◆ Brief: Render the part of the material that opens with the line containing "Check this image for the presence of any peeling" and closes with the line containing "left=238, top=0, right=286, bottom=74" as a numbered list, leaving out any blank lines.

(Excerpts of labeled region data)
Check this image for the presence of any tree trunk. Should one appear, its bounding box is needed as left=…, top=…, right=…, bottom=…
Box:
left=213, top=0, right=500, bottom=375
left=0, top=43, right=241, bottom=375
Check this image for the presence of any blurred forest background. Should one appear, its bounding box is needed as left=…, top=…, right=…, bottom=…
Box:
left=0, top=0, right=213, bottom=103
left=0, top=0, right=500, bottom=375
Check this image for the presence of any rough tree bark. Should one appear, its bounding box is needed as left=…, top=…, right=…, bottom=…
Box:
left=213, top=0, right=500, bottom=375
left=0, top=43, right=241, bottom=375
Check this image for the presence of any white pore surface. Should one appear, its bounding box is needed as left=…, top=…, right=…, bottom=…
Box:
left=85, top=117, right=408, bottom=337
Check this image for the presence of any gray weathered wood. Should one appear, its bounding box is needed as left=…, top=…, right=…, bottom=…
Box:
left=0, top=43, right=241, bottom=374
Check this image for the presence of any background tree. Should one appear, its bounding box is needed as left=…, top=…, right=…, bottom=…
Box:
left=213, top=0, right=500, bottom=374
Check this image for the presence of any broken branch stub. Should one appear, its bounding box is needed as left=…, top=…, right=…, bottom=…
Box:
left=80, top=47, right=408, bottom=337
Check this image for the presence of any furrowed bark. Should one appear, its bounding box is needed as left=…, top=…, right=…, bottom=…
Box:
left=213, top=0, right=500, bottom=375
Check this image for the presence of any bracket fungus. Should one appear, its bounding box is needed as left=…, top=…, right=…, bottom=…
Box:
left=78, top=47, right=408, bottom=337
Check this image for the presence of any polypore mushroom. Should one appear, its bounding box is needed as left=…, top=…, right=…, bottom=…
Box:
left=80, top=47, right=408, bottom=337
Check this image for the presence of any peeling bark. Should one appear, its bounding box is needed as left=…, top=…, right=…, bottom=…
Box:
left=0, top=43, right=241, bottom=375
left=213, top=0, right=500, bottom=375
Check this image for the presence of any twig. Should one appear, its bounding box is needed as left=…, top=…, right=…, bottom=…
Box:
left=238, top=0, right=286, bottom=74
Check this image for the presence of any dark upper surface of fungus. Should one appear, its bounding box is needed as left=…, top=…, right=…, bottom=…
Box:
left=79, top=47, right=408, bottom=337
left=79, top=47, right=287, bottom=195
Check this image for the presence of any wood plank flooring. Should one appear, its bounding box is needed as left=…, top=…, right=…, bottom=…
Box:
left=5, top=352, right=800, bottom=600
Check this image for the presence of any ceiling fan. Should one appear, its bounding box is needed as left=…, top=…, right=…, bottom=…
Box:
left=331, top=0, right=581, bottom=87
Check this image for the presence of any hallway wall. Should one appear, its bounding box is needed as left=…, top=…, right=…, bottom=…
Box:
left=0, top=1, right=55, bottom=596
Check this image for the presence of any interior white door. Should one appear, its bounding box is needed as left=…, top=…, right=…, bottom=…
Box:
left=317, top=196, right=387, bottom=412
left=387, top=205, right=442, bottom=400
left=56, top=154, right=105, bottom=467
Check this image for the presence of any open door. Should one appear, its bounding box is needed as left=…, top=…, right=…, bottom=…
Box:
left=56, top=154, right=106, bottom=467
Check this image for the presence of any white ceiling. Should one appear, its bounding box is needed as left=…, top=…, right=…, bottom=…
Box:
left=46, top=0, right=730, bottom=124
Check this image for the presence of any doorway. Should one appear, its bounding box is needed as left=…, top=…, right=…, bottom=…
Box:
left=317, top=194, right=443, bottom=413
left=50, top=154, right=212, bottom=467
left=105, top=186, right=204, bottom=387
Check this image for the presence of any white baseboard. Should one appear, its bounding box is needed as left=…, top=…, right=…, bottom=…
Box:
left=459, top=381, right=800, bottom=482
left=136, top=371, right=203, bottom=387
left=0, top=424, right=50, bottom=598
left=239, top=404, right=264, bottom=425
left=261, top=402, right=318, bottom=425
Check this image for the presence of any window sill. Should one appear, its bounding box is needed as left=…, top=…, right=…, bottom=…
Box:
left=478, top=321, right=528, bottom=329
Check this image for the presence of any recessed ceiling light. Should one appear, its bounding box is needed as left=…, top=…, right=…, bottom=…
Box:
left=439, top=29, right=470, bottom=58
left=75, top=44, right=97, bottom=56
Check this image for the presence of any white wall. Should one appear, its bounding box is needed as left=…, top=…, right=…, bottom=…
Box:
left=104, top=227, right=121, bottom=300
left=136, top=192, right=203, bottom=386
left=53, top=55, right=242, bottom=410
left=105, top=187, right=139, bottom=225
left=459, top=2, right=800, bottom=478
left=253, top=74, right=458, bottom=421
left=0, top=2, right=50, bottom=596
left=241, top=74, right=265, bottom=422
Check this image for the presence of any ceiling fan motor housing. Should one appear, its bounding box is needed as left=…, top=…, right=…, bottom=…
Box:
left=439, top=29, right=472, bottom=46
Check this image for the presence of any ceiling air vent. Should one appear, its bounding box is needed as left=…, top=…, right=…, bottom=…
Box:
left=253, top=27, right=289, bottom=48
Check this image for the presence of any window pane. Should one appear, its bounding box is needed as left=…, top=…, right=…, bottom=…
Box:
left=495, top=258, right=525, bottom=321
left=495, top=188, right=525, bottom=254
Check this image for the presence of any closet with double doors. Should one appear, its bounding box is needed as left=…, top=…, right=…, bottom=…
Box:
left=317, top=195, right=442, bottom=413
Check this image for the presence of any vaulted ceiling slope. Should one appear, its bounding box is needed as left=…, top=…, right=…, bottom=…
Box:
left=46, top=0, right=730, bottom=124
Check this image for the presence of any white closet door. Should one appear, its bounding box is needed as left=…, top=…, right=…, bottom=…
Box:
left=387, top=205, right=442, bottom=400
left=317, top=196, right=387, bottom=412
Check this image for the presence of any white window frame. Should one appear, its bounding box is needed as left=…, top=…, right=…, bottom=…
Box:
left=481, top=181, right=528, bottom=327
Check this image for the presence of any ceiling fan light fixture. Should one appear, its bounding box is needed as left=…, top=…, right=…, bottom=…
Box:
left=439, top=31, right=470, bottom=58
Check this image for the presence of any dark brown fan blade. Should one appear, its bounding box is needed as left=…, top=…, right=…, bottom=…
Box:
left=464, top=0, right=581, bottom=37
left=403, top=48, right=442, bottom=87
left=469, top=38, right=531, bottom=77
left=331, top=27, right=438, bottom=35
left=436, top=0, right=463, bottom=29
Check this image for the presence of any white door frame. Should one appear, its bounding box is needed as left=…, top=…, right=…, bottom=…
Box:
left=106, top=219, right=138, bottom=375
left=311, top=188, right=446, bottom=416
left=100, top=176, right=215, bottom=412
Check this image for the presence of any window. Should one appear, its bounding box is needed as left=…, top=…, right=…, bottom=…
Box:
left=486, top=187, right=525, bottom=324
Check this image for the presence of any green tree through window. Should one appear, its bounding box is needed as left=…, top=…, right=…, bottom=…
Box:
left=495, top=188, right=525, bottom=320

◆ Answer to the exercise:
1. Check this image for the presence of any peeling bark. Should one appear, its bounding box is needed as left=…, top=…, right=…, bottom=…
2. Box:
3. left=0, top=43, right=241, bottom=375
4. left=213, top=0, right=500, bottom=375
5. Check this image for the presence of any twig. Should one appear, its bounding box is needed as left=…, top=…, right=…, bottom=…
6. Box:
7. left=238, top=0, right=286, bottom=74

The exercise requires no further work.